* _GIVEN RECORDS_:
★ ★ ★ ★ ★ ★ ★
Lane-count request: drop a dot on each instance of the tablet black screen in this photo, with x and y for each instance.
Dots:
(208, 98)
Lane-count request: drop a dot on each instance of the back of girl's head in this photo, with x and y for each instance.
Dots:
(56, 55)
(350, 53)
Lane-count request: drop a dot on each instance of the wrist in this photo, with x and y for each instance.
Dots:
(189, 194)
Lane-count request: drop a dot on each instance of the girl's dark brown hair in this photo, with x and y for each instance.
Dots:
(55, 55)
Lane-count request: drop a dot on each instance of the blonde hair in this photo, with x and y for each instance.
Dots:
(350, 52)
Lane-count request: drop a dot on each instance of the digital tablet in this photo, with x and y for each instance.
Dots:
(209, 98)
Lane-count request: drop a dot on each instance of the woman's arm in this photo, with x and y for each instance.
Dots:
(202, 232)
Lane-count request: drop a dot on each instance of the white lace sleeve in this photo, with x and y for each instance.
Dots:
★ ★ ★ ★ ★ ★ ★
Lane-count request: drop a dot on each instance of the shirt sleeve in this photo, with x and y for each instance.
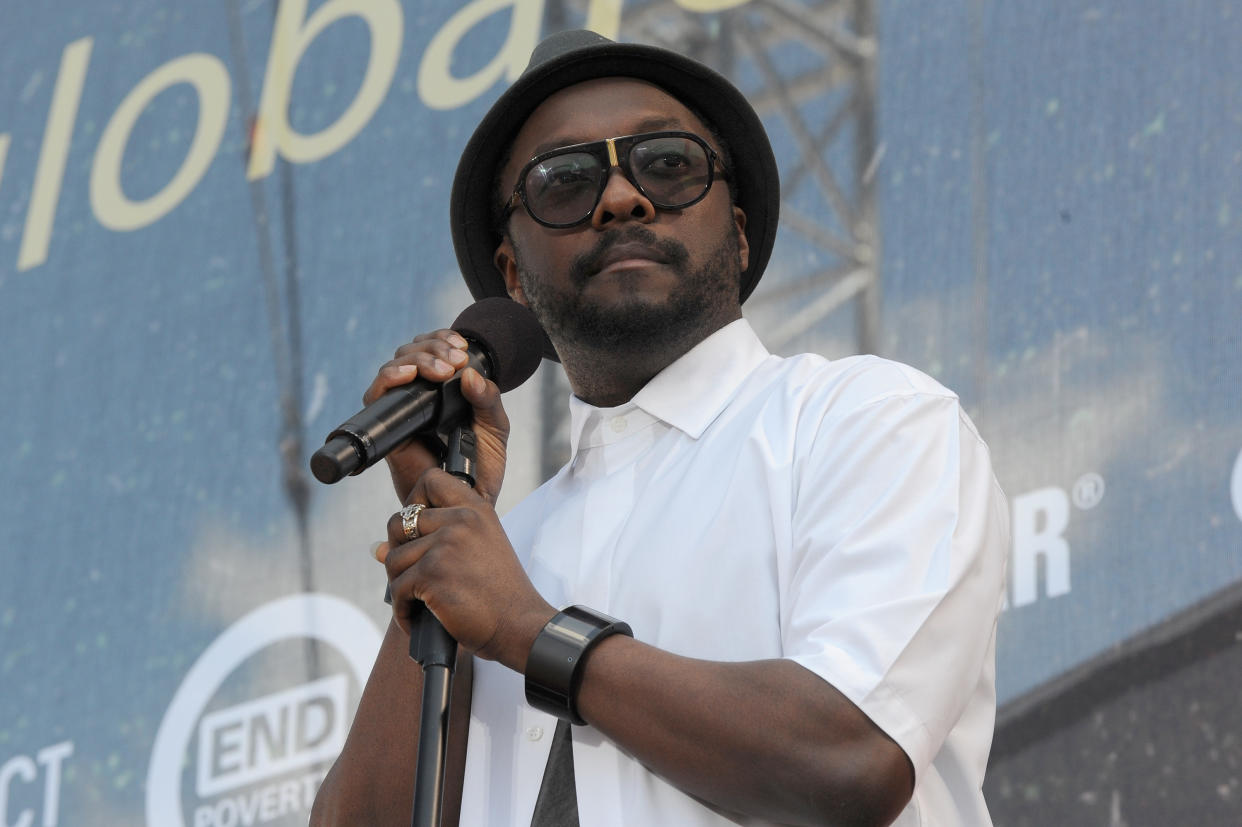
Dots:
★ ★ ★ ★ ★ ★ ★
* _OBJECTIVE_: Pick out every line above that contains the word "hair", and copy each one in full.

* _OUTPUT FOR THIS EXERCISE_:
Lane-count request: drop a dot on each instance of the girl's dark brown hair in this photo, with x and y for each instance.
Lane-count request: drop a dot on each instance of the blonde hair in this photo, with x and y for each instance.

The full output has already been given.